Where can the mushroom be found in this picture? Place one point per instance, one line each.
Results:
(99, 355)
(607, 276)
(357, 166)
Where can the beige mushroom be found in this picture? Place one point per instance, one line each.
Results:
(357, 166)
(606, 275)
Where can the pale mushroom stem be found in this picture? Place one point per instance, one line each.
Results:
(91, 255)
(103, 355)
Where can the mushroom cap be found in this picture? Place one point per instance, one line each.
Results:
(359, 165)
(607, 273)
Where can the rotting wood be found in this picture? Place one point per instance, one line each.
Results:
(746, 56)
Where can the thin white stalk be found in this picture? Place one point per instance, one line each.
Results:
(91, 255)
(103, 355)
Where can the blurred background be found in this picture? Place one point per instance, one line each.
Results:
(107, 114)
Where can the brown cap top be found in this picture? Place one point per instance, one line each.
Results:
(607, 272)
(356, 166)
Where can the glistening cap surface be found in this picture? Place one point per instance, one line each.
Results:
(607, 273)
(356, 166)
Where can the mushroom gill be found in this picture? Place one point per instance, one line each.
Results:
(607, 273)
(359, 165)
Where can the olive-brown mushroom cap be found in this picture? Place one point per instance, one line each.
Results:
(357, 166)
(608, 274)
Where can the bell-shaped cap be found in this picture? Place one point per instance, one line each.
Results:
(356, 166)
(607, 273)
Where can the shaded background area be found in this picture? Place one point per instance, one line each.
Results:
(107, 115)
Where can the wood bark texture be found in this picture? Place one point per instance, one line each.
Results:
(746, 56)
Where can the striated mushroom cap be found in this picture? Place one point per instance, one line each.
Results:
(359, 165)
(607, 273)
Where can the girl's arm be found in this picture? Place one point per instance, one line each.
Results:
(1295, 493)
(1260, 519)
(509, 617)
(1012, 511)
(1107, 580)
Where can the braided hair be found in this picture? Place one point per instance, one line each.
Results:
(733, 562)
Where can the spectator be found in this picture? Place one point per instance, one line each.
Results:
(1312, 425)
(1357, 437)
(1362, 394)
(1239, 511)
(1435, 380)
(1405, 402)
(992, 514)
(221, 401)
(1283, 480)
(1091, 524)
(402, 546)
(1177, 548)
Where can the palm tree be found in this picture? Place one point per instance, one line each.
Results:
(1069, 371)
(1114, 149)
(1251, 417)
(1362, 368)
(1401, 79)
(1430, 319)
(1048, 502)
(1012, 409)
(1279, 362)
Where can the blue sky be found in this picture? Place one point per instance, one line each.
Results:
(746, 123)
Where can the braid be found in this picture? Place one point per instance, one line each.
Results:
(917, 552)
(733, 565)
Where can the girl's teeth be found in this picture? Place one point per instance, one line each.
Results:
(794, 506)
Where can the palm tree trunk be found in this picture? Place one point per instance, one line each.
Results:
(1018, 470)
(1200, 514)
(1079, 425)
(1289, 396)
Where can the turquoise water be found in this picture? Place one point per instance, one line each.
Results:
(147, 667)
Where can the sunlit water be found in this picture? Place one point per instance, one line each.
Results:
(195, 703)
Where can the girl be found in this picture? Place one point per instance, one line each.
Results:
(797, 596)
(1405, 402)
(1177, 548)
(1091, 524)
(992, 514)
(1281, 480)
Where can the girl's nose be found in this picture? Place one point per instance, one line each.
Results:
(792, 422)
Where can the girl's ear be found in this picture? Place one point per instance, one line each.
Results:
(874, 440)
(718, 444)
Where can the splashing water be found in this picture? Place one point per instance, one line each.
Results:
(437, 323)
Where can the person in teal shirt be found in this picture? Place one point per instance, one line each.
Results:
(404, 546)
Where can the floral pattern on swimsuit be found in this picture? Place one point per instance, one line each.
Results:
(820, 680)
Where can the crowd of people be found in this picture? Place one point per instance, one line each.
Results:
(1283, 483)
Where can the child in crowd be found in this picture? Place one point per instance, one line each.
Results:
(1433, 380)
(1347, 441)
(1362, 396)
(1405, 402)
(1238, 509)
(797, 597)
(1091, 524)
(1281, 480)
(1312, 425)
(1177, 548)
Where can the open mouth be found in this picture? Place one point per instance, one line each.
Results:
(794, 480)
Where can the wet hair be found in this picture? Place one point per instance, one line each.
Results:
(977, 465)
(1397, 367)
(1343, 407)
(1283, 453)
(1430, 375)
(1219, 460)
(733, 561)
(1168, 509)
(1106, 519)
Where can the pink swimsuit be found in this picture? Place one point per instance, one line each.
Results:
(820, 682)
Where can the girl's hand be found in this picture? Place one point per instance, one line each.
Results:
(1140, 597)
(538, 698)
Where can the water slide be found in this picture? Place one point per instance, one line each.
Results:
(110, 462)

## REQUIREMENT
Work out how many lines of the listing above include the word "girl". Reply with nothing but the count.

## EXERCISE RESULT
6